# [GOAL]
Can you retype the records below, from their first line through the line with "Give the mask", including both of those lines?

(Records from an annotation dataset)
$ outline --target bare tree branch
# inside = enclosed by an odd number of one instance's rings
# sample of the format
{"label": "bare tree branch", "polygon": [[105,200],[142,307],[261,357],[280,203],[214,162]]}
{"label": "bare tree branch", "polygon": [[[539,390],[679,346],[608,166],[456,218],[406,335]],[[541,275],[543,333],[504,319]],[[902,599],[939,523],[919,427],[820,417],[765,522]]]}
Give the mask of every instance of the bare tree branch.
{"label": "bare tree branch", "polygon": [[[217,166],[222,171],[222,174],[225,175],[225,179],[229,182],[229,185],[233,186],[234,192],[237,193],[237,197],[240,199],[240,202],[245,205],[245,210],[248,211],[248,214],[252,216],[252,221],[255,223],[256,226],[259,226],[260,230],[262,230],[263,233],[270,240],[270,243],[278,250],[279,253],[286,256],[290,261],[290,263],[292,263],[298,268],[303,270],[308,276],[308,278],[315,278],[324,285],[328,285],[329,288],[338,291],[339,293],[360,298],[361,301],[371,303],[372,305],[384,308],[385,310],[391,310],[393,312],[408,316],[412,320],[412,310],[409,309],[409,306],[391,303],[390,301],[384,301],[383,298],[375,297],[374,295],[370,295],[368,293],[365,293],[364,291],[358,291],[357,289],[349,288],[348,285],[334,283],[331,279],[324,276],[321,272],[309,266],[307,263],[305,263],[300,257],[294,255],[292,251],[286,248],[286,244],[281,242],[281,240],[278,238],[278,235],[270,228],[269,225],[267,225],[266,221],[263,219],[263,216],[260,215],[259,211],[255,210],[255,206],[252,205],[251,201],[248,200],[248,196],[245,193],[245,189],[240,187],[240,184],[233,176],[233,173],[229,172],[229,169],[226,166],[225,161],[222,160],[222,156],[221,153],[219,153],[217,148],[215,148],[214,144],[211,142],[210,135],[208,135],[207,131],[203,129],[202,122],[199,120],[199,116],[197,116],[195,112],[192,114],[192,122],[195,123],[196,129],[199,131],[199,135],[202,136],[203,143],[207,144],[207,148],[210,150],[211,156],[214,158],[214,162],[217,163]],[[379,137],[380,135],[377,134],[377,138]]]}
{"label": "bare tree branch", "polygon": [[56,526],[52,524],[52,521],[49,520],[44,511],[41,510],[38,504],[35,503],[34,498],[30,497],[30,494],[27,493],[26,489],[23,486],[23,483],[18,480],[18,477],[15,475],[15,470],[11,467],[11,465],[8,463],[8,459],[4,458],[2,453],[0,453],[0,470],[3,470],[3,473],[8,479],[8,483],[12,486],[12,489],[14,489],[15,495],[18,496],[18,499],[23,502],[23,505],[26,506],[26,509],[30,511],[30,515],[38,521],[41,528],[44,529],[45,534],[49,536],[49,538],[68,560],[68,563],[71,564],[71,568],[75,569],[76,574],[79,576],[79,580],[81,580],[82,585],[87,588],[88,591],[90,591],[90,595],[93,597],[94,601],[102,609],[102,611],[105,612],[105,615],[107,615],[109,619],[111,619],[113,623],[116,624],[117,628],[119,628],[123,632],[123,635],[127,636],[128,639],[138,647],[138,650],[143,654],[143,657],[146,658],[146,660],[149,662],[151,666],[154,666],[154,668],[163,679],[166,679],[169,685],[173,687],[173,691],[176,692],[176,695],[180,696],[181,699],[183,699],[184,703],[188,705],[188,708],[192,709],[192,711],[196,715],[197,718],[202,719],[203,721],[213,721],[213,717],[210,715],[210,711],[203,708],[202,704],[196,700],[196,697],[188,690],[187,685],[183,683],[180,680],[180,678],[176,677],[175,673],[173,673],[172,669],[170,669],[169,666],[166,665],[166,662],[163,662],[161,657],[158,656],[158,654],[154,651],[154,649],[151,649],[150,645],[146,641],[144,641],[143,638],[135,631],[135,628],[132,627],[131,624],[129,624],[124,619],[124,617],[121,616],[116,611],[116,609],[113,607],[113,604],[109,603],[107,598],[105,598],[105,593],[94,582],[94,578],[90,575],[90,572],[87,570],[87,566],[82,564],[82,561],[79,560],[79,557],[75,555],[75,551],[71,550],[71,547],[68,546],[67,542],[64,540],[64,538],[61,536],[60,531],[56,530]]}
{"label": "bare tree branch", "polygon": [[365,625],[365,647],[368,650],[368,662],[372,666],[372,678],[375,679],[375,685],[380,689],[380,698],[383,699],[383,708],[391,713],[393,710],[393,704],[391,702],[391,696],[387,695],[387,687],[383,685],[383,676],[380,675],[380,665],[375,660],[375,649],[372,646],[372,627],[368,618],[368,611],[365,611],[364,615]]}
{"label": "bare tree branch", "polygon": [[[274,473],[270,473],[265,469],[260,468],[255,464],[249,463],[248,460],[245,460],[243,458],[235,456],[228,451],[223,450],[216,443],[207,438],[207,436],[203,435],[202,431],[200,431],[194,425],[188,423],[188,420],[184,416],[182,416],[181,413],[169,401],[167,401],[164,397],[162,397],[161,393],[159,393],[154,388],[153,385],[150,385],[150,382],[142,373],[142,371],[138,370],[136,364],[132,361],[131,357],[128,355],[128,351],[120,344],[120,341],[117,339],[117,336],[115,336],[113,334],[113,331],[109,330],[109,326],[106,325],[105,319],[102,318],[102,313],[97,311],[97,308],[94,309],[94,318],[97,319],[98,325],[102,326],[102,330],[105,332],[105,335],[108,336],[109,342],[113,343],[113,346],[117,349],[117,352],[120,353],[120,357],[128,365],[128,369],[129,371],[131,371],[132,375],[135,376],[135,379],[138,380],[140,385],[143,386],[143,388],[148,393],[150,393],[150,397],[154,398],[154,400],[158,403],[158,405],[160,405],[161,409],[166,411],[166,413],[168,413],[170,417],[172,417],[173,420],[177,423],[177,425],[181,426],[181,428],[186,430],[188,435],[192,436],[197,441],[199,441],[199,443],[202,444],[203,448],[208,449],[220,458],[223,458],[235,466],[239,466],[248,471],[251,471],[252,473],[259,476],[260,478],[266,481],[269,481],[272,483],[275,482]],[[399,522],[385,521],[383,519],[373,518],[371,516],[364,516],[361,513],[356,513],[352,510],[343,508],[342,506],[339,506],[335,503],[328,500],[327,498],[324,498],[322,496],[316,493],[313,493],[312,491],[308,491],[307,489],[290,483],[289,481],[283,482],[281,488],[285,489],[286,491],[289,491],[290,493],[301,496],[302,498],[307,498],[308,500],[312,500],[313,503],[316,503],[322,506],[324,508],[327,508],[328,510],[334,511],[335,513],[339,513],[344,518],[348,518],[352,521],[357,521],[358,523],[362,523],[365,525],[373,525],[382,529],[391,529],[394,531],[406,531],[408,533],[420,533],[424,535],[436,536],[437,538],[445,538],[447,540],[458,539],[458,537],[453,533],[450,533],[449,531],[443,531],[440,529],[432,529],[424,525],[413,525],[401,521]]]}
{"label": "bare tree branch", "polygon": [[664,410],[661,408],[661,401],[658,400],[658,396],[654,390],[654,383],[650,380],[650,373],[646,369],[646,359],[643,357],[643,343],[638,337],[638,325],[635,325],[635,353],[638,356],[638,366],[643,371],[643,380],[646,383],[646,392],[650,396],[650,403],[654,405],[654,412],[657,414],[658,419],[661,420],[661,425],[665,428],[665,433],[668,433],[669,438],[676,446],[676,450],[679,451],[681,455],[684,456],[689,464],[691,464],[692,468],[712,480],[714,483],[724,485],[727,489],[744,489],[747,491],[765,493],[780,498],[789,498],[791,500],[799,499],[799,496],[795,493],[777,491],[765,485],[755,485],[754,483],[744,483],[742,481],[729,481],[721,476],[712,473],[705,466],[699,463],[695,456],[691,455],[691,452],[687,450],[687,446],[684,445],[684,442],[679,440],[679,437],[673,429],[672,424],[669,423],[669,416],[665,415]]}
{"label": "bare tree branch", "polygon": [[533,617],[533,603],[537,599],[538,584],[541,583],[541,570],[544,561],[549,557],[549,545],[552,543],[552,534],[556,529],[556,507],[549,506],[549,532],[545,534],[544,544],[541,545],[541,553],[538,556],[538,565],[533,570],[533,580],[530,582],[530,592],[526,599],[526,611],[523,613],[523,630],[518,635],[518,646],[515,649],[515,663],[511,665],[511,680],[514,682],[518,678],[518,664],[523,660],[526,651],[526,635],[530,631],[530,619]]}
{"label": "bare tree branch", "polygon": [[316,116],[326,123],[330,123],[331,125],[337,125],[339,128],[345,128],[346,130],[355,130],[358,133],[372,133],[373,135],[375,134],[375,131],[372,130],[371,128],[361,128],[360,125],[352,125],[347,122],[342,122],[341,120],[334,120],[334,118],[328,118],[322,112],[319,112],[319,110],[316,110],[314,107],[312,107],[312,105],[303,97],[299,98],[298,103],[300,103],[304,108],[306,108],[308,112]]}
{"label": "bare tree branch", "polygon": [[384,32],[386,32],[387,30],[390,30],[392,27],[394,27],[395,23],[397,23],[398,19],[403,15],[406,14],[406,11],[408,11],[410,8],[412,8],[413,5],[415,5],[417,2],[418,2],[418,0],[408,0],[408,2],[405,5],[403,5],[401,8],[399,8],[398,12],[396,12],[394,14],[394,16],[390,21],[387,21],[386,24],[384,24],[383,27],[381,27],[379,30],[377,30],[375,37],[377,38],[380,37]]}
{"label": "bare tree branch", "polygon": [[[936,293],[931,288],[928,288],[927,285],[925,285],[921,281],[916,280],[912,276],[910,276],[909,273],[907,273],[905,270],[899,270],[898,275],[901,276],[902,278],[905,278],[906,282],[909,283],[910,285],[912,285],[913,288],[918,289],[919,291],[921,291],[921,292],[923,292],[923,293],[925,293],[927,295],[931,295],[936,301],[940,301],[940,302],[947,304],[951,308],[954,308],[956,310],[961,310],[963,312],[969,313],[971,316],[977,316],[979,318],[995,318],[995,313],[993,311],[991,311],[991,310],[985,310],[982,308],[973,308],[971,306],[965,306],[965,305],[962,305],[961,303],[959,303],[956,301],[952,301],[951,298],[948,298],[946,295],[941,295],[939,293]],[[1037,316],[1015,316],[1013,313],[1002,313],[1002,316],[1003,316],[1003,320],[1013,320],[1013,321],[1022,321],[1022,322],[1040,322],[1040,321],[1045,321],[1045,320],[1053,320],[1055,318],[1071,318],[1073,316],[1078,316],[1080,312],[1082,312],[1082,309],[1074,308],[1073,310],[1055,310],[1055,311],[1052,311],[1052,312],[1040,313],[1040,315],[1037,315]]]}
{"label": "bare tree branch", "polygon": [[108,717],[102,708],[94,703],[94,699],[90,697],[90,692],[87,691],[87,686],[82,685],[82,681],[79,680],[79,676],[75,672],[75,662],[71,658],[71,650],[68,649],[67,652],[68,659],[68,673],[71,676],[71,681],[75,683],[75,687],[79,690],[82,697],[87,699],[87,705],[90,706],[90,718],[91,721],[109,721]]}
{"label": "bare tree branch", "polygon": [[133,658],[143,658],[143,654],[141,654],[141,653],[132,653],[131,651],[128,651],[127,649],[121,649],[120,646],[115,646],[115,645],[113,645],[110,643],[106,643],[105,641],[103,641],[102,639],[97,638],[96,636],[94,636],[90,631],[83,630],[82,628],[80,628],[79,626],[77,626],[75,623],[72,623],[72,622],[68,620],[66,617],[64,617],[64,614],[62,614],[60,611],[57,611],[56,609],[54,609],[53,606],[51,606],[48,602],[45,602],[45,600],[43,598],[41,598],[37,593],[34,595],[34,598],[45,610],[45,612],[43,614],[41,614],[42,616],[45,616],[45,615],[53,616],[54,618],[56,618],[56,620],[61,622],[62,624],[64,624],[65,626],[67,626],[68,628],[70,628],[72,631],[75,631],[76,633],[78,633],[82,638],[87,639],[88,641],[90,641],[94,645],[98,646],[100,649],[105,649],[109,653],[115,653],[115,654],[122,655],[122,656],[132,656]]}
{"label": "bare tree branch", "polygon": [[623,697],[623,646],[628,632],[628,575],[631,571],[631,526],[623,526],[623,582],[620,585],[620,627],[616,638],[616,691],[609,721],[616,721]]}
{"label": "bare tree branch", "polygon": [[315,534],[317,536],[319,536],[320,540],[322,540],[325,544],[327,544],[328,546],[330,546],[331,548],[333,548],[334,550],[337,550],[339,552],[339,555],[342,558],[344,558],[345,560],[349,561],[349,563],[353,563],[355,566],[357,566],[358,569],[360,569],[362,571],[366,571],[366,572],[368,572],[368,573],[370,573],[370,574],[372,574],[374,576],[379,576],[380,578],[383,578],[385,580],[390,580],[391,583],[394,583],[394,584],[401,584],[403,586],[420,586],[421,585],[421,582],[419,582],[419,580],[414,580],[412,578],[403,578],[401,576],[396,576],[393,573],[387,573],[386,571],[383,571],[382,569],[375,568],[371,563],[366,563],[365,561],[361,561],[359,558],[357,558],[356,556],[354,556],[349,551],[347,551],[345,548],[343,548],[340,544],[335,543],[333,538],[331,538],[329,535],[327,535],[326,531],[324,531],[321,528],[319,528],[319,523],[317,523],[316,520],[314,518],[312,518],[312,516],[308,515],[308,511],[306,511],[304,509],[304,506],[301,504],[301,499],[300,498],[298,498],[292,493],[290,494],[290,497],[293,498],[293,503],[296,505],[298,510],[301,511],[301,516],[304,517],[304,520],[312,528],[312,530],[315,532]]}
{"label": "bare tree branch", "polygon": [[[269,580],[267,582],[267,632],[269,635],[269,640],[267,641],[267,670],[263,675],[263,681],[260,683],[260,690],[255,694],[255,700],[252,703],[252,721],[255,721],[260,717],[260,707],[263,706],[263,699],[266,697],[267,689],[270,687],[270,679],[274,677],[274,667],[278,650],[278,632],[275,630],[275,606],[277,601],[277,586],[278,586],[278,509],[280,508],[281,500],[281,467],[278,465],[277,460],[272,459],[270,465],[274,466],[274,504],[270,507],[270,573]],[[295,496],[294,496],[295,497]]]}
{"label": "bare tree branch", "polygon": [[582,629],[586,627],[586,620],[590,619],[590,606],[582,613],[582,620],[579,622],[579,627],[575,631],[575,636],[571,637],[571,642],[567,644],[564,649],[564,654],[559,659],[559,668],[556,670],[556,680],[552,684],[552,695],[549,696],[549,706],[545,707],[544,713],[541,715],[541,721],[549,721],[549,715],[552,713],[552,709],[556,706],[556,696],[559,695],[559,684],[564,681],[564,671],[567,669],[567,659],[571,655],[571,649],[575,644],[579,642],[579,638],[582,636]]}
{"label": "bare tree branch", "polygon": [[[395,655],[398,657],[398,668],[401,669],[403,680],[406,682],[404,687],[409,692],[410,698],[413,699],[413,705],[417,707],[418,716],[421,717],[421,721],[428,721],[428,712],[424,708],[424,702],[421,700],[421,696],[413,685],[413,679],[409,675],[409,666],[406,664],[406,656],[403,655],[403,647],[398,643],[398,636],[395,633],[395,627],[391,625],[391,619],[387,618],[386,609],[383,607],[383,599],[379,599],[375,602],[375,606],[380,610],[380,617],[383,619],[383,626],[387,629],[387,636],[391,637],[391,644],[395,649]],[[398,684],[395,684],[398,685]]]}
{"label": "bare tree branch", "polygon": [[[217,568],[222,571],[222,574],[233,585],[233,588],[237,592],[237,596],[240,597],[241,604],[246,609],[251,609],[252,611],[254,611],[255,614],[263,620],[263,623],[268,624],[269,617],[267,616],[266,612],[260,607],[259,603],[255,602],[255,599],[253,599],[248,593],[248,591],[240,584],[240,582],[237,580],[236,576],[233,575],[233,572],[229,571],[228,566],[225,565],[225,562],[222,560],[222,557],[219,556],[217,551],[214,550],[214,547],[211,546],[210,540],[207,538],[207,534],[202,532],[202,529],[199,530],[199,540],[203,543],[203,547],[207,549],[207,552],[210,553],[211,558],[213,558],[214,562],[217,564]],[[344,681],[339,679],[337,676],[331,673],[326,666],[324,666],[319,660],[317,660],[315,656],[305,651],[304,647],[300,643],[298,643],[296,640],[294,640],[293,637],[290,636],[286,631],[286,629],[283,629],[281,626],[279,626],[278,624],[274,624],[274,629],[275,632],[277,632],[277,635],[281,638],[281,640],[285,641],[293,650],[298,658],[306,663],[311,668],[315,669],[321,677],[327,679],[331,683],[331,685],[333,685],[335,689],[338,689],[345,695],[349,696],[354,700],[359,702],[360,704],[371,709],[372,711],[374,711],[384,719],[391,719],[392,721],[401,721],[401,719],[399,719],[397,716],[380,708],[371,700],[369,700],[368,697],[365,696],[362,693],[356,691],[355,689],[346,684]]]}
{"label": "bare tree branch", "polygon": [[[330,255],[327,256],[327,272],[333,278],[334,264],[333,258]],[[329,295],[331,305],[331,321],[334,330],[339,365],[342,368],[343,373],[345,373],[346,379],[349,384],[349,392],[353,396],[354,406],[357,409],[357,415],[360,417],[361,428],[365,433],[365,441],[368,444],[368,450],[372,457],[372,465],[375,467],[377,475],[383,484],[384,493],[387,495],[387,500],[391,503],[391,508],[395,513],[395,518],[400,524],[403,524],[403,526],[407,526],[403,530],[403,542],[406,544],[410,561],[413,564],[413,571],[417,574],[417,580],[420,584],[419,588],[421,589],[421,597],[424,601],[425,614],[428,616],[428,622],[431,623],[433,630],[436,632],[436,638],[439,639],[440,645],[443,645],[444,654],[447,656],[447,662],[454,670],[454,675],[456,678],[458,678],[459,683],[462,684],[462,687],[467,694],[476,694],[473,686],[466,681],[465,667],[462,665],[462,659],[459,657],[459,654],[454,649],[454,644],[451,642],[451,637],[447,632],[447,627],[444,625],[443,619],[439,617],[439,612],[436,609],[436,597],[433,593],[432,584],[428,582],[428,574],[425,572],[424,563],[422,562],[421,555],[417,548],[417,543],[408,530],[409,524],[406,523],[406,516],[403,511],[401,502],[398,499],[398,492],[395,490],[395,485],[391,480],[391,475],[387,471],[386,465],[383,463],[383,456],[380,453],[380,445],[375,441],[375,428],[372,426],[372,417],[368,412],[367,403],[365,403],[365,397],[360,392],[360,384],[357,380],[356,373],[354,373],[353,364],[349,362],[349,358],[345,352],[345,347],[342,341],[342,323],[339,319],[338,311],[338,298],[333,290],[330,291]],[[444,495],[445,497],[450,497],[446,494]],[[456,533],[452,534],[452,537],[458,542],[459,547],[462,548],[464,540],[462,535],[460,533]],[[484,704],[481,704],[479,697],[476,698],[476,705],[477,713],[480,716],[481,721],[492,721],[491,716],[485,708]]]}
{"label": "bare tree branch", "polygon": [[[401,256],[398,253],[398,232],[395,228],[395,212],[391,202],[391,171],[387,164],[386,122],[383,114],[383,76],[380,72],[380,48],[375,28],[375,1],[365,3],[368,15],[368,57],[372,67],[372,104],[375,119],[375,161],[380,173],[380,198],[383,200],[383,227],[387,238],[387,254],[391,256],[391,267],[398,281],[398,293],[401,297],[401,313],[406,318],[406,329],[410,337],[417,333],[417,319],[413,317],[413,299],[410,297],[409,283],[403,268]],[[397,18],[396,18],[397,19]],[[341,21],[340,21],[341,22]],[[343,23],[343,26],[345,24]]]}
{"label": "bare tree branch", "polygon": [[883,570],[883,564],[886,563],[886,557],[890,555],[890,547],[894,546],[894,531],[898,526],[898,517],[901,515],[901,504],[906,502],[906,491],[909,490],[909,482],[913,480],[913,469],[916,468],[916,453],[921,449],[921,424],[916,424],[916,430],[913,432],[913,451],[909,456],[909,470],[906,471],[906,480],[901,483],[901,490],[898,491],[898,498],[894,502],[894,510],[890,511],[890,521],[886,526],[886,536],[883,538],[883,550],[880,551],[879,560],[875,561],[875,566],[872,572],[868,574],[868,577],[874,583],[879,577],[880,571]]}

# [RESULT OF THE EXERCISE]
$ outline --target bare tree branch
# inside = enclosed by an odd number of one instance's rings
# sample of the format
{"label": "bare tree branch", "polygon": [[105,200],[142,307],[261,357],[280,203],[214,162]]}
{"label": "bare tree branch", "polygon": [[[539,390],[679,346],[608,166],[456,218],[406,335]],[[541,275],[543,333],[504,319]],[[902,599],[939,523],[919,427],[820,417],[765,522]]]}
Give the mask of every instance of the bare tree branch.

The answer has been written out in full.